# [Document text]
There are two huge holes in the story. One is the motive of the Paladins -- the only explanation we get is envy, and no reason is given for the raw malice and evil of the bad guys. One guy might be malicious and evil, but why do the rest make this kind of thing their life's work?

The other hole is that at no point are we given any reason why the adult Millie puts up with David for a single moment. He arrives after an eight-year absence and expects her to be in love with him -- and she is. He lies to her constantly and expects her to trust him -- and she does, after token resistance.

The character of Millie is, in other words, that old standby of adventure fiction: the woman who exists only to be a hostage in need of rescue. Like bad movies for the past four decades, the only way to show they're in love is to have them hop into bed.

But that certainly doesn't work in this story since David can get gorgeous women whenever he wants, and Millie is obviously pretty enough to get pretty much any guy she wants, so their mutual affection needs to have some reason other than physical desire, and no serious effort is made to provide one. (No, the Eiffel Tower snow globe is not even close to being enough.)

In this kind of movie, though, you just shut down the logic center in your brain and enjoy the ride. And it's a good one.

As for the acting, I enjoyed most the performance by Jamie Bell (Smike in Nicholas Nickleby) as Griffin, the longtime jumper who reluctantly allies with David. And Max Thieriot and AnnaSophia Robb, the actors who play the young versions of David and Millie, are quite wonderful in their parts.

It's not that there's anything wrong with Hayden Christensen and Rachel Bilson as the older characters, it's that the script never requires them to do anything other than look pretty and do their shtick. In fact, I didn't quite understand why they needed to use separate actors for the fifteen-year-old and 23-year-old versions of the characters. Christensen and Bilson could have passed for younger, and Thieriot and Robb could have carried the whole movie if they had just changed the eight-year gap to two years.

But they did what they did, and we were never bored and never wished to leave the theater.

However, the real jewel was Miss Pettigrew Lives for a Day. At first glance it fits nicely in the category of screwball comedy -- rich people behaving eccentrically, as in Bringing Up Baby and My Man Godfrey. For that purpose it's as funny as it needs to be.

At second look, though, it is much, much more. Miss Pettigrew (Frances McDormand in a best-actress-Oscar role) is a governess thrown out of work because of her propensity to judge her employers and try to improve them. It's Depression-era London, just before the outbreak of World War II, and it's a bad time to lose your job.

So she pounces on a job as social secretary to a flighty-seeming and ambitious young American actress named Delysia Lafosse (Amy Adams, fresh from her tour-de-force in Enchanted and ripe for a best-supporting-actress statuette).

# [Record extracts]
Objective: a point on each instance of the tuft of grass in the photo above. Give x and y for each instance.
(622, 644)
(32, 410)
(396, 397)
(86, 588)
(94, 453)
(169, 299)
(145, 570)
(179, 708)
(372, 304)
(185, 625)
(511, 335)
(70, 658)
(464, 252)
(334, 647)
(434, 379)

# [Task statement]
Write out the movie review word for word, from "At second look, though, it" to "lose your job.".

# [In response]
At second look, though, it is much, much more. Miss Pettigrew (Frances McDormand in a best-actress-Oscar role) is a governess thrown out of work because of her propensity to judge her employers and try to improve them. It's Depression-era London, just before the outbreak of World War II, and it's a bad time to lose your job.